ЗАДАНИЕ 1
Ответьте по рецензии на книгу «В борьбе за Россию»:
(a) В каком городе и каким издательством выпущена книга?
(b) Какую газету, по словам предисловия, редактировал ее автор?
(c) Какой политический термин, производный от имени автора, создался в Харбине?
ЗАДАНИЕ 2
Дословно перепечатайте из рецензии на книгу «В борьбе за Россию» всё, начиная со слов «Вышедший всего три» и вплоть до слов «зиждительную национальную силу...».

ВЫБРАННЫЙ ОТРЫВОК
____

Марк Вишняк. [Рец.:] Проф. Н. Устрялов. В борьбе за Россию. Харбин: Окно, 1920 // Современные записки. 1921. Кн. III. С. 271–275.

 

 

Проф. Н. Устрялов. — «В БОРЬБЕ ЗА РОССИЮ». Издат. «Окно». — Харбин. 1920.

Названная книжка представляет из себя сборник статей, написанных автором после падения правительства адм. Колчака, «которое он поддерживал, как мог, до последней минуты его существования». Автор рекомендуется в предисловии: «в политической жизни я принимал участие в качестве председателя “восточного отдела центрального комитета” партии народной свободы, редактора газеты «Русское дело» и одного из руководителей Русского Бюро Печати» — игравшего в Сибири, надо пояснить, роль южнорусского «Освага». Н. Устрялов не забывает упомянуть о том, что противники слева называли его теоретическим столпом омского разбоя», а в Харбине создался даже особый, производный от его имени политический термин — «устряловщина».

«Устряловщина», по мнению г. Устрялова, есть «попытка ответа на роковой вопрос»: «на что надеяться и что делать националистам Великой России, желающим до последней минуты, до последней возможности остаться верными себе, не останавливаясь ни перед чем» (стр. 66).

Книжка Устрялова действительно дает яркий пример того, до чего может дойти «сознательный русский националист и патриот», твердо решившийся «не останавливаться ни перед чем»...

Вышедший всего три года тому назад на бой не столько против большевиков, сколько против революции и демократии, недавний идеолог «колчаковщины» ныне пишет:

Стр. 272

«Ясно, что худшие дни миновали, что революция из силы разложения и распада стихийно превращается в творческую и зиждительную национальную силу...

Нам, естественно, казалось, что национальный флаг и «Коль славен» более подобают стилю возрожденной страны, нежели красное знамя и “Интернационал”. Но вышло иное... Пусть это странно и больно для глаза, для уха, пусть это коробит — но в конце концов в глубине души невольно рождается вопрос: красное ли знамя безобразит собою Зимний Дворец или, напротив, Зимний Дворец красит собою красное знамя? “Интернационал” ли нечестивыми звуками оскверняет Спасские Ворота — или Спасские Ворота кремлевским веянием влагают новый смысл в “Интернационал”?» (стр. 6-7).

«С точки зрения русских патриотов, русский большевизм, сумевший влить хаос революционной весны в суровые, но четкие формы своеобразной государственности, явно поднявший международный престиж объединяющейся России и несущий собою разложение нашим заграничным друзьям и врагам, должен считаться полезным для данного периода фактором в истории русского национального дела» (стр. 12).

«Теперь антибольшевистские элементы старой формации растворились в новой русской атмосфере, «отменяются» в высшем синтезе все категории нашей гражданской войны, утрачивается мало-помалу противоположение «белой» и «красной» России, уступая дорогу давно жданной «России просто»... (стр. 39).

«Чем скорее исчезнут с лица России последние очаги организованного повстанчества, после Омска и Екатеринодара утратившие всякий положительный смысл, тем вернее будет обеспечено дело нашего национального возрождения, о котором мы все мечтаем. Путь в Каноссу таким образом окажется путем в Дамаск» (стр. 63).

____

ФРАГМЕНТ ИСТОЧНИКА
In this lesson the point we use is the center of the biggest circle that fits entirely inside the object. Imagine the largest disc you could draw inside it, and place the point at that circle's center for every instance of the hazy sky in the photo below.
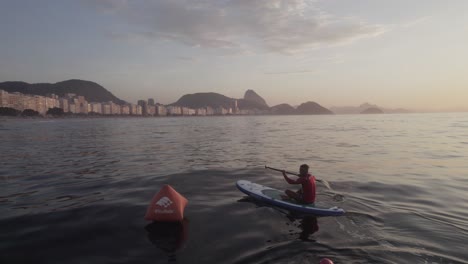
(397, 53)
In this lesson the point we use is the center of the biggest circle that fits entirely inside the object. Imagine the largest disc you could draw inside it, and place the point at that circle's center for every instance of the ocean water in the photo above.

____

РЕЗУЛЬТАТ ВЫПОЛНЕНИЯ 1
(a) В Харбине, издательством «Окно».
(b) «Русское дело».
(c) «Устряловщина».

РЕЗУЛЬТАТ ВЫПОЛНЕНИЯ 2
Вышедший всего три года тому назад на бой не столько против большевиков, сколько против революции и демократии, недавний идеолог «колчаковщины» ныне пишет:

Стр. 272

«Ясно, что худшие дни миновали, что революция из силы разложения и распада стихийно превращается в творческую и зиждительную национальную силу...